Records for this exercise:
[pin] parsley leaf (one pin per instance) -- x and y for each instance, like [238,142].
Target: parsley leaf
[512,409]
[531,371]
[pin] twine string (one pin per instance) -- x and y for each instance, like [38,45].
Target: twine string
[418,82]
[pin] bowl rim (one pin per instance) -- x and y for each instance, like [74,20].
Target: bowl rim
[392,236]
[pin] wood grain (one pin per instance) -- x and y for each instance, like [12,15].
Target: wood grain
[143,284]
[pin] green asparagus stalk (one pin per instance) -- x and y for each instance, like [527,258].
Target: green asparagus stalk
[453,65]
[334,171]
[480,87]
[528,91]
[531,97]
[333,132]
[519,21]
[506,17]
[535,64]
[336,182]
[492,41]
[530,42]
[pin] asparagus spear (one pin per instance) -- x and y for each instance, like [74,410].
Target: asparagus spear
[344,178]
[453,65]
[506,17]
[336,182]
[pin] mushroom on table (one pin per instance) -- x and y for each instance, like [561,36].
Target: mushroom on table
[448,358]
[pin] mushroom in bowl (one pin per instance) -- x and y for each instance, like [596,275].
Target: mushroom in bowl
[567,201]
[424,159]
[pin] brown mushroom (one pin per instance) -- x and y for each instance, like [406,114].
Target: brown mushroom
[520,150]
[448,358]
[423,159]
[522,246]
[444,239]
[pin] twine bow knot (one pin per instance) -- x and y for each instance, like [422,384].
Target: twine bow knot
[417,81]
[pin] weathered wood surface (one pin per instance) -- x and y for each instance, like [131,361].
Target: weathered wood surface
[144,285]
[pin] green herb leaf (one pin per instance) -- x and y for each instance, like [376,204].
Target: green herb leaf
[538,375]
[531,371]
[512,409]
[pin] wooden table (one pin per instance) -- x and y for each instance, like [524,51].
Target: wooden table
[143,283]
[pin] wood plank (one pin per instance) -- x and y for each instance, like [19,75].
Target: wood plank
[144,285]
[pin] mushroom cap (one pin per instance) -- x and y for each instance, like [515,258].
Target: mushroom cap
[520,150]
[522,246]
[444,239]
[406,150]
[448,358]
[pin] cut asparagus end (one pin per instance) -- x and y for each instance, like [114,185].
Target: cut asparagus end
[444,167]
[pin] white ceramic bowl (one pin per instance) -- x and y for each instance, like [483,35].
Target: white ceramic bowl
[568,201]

What is expected: Rewrite the lines from the one containing "[pin] cut asparagus" up to and including the last line, each line in full, adding -6 to every coordinate in the answers and leaving all other numbers unchanged.

Completed exercise:
[pin] cut asparagus end (one pin per instance) -- x and y for each instance, like [114,185].
Target: cut asparagus end
[438,161]
[pin] white ceramic bowl (one pin per instance) -- x and y for each instance, like [483,35].
Target: white ceramic bowl
[562,195]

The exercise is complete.